──────── Выбранный текст ────────

Павел Анненков - Жизнь и труды Пушкина. Лучшая биография поэта
«Обряд похорон.
Уздень и меньшой сын.
I день (отутствия Тазита). Лань — почта — грузинские купцы.
II день. Орел — казак.
III день. Отец его гонит».
По обыкновению, Пушкин в точности следует своей программе, изменив только некоторые события в днях отсутствия Тазита из отцовского дома, что читатель легко заметит, но затем уже программа говорит:
«Юноша и монах.
Любовь отвергнута.
Битва и монах».

──────── Записанные данные ────────

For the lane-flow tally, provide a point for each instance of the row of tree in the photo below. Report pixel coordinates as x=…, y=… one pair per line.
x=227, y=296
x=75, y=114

────────

■ Задания для выполнения:
- 1) Что, согласно выбранному тексту, Пушкин изменил в своей программе?
- 2) Пожалуйста, повторите часть выбранного текста: начните с того места, где стоят слова «Павел Анненков - Жизнь», и закончите словами «почта — грузинские купцы.».
Данные никак не связаны с выбранным текстом.

■ Ответы по заданиям:
- 1) Только некоторые события в днях отсутствия Тазита из отцовского дома.

- 2)
Павел Анненков - Жизнь и труды Пушкина. Лучшая биография поэта
«Обряд похорон.
Уздень и меньшой сын.
I день (отутствия Тазита). Лань — почта — грузинские купцы.